◆ Exercise goal ◆
Print only the line with "Where can the white emblem" and the lines after it, ending with the last line of the material, each exactly as it stands.

◆ Material ◆
◆ ◆ ◆

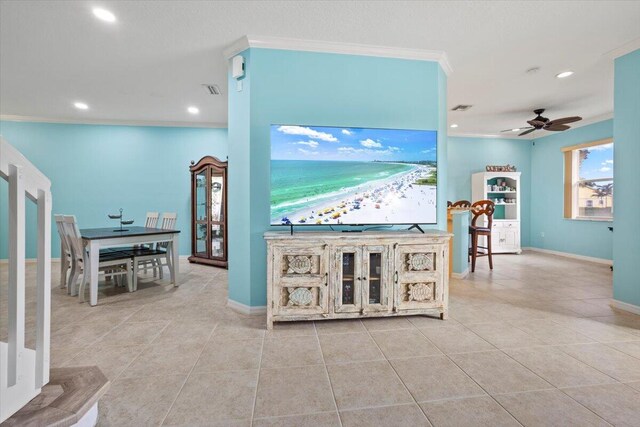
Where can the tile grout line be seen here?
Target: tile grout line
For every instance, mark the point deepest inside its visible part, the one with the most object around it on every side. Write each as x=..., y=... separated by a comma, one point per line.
x=554, y=386
x=472, y=379
x=144, y=348
x=255, y=394
x=386, y=359
x=188, y=376
x=326, y=370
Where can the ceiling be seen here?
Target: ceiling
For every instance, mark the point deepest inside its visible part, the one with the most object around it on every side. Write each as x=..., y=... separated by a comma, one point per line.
x=150, y=65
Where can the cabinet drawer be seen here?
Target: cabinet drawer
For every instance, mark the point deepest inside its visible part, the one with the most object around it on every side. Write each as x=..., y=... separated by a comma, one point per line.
x=505, y=224
x=418, y=277
x=300, y=280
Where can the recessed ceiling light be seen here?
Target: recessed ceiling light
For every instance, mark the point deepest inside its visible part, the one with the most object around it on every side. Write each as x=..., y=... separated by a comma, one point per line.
x=564, y=74
x=104, y=14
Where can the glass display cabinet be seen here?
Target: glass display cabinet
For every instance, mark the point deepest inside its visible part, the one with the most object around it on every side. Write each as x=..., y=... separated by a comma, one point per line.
x=209, y=212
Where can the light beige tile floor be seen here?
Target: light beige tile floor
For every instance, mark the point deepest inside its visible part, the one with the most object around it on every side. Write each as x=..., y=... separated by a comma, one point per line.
x=534, y=342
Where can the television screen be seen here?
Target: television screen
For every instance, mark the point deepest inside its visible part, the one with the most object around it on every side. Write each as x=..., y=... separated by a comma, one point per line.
x=354, y=176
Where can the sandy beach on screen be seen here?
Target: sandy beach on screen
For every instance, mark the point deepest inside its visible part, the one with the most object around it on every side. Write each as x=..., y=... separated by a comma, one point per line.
x=397, y=200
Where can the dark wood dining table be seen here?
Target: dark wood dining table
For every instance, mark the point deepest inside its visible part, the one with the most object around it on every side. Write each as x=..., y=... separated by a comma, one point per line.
x=98, y=238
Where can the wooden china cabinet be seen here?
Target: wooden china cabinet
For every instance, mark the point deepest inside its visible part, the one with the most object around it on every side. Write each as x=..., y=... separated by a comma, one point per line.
x=209, y=212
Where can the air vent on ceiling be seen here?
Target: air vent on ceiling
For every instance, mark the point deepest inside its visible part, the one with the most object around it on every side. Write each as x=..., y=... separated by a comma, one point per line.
x=213, y=89
x=461, y=107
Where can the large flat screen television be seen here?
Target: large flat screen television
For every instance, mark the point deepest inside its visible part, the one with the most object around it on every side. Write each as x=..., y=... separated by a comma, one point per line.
x=353, y=176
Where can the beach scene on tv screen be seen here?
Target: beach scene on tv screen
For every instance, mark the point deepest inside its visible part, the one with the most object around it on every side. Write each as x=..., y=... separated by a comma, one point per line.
x=341, y=175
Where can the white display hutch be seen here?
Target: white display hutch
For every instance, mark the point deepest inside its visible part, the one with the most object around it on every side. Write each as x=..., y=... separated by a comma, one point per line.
x=333, y=275
x=503, y=188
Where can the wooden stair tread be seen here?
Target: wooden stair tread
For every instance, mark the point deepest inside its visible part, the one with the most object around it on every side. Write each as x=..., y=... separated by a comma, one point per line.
x=70, y=393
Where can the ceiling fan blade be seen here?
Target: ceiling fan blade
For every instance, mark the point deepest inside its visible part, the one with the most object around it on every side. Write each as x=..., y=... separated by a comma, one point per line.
x=527, y=131
x=557, y=128
x=516, y=129
x=564, y=120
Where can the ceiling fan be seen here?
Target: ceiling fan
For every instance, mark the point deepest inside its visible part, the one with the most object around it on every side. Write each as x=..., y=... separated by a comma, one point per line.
x=544, y=123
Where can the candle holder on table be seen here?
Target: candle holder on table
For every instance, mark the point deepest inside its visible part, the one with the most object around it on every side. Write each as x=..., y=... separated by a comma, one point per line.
x=122, y=222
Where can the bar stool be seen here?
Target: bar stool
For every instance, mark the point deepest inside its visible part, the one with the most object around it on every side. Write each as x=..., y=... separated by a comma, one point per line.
x=478, y=209
x=461, y=204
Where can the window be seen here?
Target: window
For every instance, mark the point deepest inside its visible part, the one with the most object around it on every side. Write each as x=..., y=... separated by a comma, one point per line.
x=588, y=180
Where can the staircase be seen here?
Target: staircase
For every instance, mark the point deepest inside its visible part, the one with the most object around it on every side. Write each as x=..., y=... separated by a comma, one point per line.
x=23, y=371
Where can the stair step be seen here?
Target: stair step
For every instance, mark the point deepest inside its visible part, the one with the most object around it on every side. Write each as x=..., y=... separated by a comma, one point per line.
x=69, y=395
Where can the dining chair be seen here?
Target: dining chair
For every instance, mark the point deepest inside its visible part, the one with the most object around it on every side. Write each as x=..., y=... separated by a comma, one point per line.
x=150, y=222
x=111, y=264
x=65, y=251
x=461, y=204
x=152, y=257
x=479, y=209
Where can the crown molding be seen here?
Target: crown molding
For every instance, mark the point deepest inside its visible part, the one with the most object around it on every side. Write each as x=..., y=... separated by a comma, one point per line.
x=282, y=43
x=206, y=125
x=624, y=49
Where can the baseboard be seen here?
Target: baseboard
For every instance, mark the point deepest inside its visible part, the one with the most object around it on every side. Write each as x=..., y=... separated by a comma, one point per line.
x=635, y=309
x=462, y=275
x=570, y=255
x=246, y=309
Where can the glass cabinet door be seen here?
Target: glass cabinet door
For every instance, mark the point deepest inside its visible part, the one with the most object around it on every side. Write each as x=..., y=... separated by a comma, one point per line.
x=348, y=294
x=201, y=238
x=201, y=195
x=217, y=215
x=217, y=240
x=375, y=277
x=216, y=197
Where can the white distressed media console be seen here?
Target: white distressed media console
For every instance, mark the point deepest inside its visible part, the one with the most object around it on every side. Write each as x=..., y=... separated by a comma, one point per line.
x=320, y=275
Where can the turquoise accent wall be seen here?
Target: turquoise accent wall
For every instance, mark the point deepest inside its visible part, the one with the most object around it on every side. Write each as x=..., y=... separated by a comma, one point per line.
x=97, y=169
x=626, y=158
x=467, y=156
x=587, y=238
x=292, y=87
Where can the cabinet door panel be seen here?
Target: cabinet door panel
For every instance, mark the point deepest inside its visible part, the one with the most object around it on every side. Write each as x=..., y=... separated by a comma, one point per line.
x=376, y=292
x=300, y=282
x=347, y=279
x=418, y=277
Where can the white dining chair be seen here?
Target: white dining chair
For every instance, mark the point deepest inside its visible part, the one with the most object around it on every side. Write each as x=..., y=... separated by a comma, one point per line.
x=111, y=264
x=152, y=220
x=65, y=251
x=153, y=257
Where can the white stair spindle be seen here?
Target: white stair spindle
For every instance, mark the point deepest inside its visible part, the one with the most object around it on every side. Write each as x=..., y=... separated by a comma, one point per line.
x=43, y=321
x=16, y=295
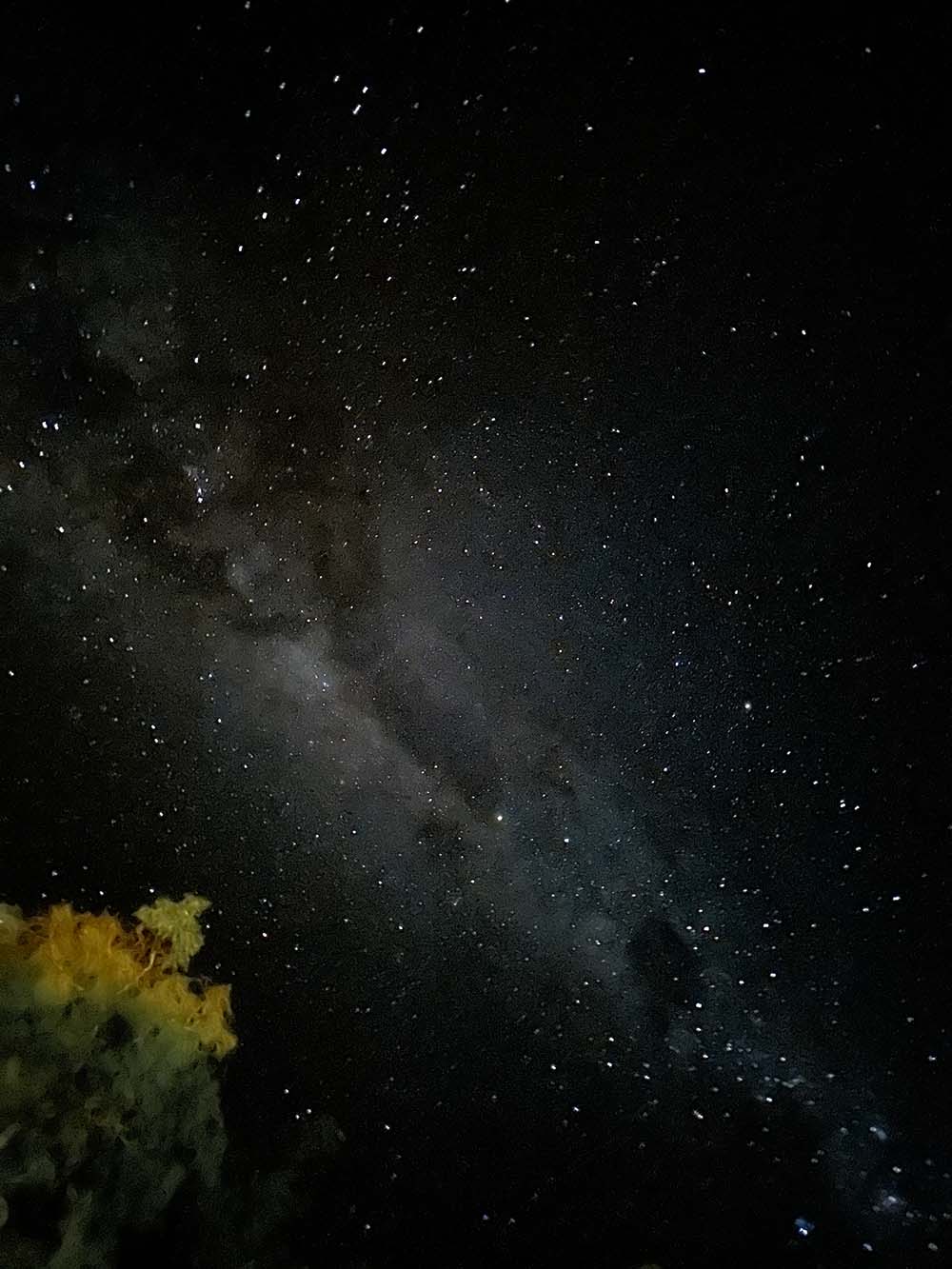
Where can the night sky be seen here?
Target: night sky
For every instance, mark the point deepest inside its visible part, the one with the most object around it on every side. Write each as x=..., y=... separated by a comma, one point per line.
x=471, y=504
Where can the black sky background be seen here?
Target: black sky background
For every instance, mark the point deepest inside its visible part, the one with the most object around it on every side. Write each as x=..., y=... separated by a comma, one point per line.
x=493, y=542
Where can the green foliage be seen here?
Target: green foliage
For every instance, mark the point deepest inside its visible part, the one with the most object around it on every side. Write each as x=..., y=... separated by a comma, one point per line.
x=103, y=1124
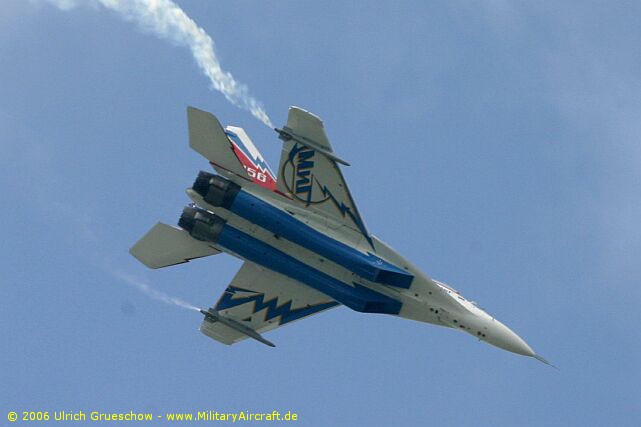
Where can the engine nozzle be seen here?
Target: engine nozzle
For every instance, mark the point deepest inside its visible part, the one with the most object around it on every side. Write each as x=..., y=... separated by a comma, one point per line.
x=216, y=190
x=200, y=224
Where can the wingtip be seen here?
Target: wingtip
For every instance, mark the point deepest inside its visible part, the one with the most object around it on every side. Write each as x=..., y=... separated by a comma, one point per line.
x=543, y=360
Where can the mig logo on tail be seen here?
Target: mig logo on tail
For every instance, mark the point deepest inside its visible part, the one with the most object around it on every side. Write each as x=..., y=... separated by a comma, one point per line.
x=299, y=178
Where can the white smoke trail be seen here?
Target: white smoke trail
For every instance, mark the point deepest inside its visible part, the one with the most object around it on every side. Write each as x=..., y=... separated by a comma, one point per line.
x=146, y=288
x=167, y=20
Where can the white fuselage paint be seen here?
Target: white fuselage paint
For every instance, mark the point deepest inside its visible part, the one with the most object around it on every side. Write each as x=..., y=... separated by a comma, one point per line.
x=427, y=300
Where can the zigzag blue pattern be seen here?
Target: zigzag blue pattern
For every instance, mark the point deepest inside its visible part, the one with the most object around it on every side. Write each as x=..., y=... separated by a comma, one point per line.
x=273, y=309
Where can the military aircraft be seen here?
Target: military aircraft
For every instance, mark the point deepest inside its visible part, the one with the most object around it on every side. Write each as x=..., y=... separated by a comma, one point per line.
x=304, y=244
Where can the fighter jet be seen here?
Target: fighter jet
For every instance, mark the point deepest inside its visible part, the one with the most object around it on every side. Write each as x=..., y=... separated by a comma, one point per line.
x=305, y=247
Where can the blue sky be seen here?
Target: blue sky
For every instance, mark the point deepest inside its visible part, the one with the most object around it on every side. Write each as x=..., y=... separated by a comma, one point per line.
x=494, y=144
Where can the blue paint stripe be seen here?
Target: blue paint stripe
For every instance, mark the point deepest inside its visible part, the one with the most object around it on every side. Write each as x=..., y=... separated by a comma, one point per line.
x=269, y=217
x=357, y=298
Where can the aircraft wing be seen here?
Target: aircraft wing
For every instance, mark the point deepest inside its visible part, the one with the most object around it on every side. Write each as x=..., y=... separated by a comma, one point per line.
x=165, y=245
x=309, y=171
x=261, y=300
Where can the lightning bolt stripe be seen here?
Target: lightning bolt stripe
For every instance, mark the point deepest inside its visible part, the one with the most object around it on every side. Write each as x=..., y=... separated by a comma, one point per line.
x=258, y=160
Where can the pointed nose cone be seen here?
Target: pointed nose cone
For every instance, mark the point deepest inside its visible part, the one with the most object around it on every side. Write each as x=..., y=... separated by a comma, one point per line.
x=503, y=337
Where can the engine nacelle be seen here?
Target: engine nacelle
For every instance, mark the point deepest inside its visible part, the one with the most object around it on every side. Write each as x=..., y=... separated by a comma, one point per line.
x=201, y=225
x=216, y=190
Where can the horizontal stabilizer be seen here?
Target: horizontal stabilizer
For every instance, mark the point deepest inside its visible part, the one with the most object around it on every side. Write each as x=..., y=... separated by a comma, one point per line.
x=212, y=316
x=165, y=245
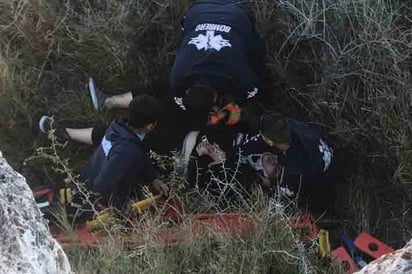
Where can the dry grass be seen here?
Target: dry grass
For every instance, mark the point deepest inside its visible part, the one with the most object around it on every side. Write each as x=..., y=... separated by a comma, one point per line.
x=343, y=65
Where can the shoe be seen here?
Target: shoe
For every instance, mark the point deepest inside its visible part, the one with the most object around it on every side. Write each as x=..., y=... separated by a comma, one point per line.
x=189, y=144
x=45, y=124
x=97, y=97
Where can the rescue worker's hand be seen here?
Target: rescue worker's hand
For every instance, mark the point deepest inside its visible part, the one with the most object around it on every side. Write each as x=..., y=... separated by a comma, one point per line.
x=213, y=151
x=159, y=187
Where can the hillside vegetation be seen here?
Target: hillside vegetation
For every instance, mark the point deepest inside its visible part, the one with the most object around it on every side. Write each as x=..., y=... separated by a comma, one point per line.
x=344, y=66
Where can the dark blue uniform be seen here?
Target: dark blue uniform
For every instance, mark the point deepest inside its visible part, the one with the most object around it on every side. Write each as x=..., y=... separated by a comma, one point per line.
x=119, y=165
x=307, y=158
x=219, y=47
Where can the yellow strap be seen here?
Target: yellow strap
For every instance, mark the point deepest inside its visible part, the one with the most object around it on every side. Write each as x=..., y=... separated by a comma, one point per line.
x=139, y=206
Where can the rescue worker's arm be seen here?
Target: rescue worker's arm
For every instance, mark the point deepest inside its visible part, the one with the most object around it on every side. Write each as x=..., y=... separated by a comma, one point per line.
x=108, y=180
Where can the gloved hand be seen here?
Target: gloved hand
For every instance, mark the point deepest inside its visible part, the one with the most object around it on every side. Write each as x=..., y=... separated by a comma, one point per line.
x=213, y=151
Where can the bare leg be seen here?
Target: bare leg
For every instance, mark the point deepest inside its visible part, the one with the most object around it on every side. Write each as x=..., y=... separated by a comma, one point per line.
x=118, y=101
x=81, y=135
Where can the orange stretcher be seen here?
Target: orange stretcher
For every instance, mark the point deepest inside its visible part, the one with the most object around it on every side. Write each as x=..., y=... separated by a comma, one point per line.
x=184, y=231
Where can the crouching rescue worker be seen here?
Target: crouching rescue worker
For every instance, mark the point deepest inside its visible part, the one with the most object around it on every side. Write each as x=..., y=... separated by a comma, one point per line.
x=120, y=165
x=218, y=60
x=217, y=64
x=286, y=154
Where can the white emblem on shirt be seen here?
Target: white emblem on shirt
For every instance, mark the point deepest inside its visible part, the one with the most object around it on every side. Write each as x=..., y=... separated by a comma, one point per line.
x=106, y=146
x=209, y=41
x=179, y=102
x=252, y=93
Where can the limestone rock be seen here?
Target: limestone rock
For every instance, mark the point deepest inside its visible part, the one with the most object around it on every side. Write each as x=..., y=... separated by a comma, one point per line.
x=26, y=245
x=399, y=261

◆ ◆ ◆

◆ Answer to this task ◆
Where can the white emblem on shirt be seen here?
Target: white emblem on shirt
For every instance, mark the point deepest inside its visible part, the one with the most object around it on every side. Write each as x=..., y=... separated by a comma, one point per line.
x=106, y=146
x=209, y=41
x=179, y=102
x=252, y=93
Where can the limestone rock be seen here?
Target: limestone rock
For every instance, mark the point deepest inside its visible part, the one with the most object around it on every side. Write each as x=..., y=... separated by a comma, one point per line.
x=26, y=245
x=399, y=261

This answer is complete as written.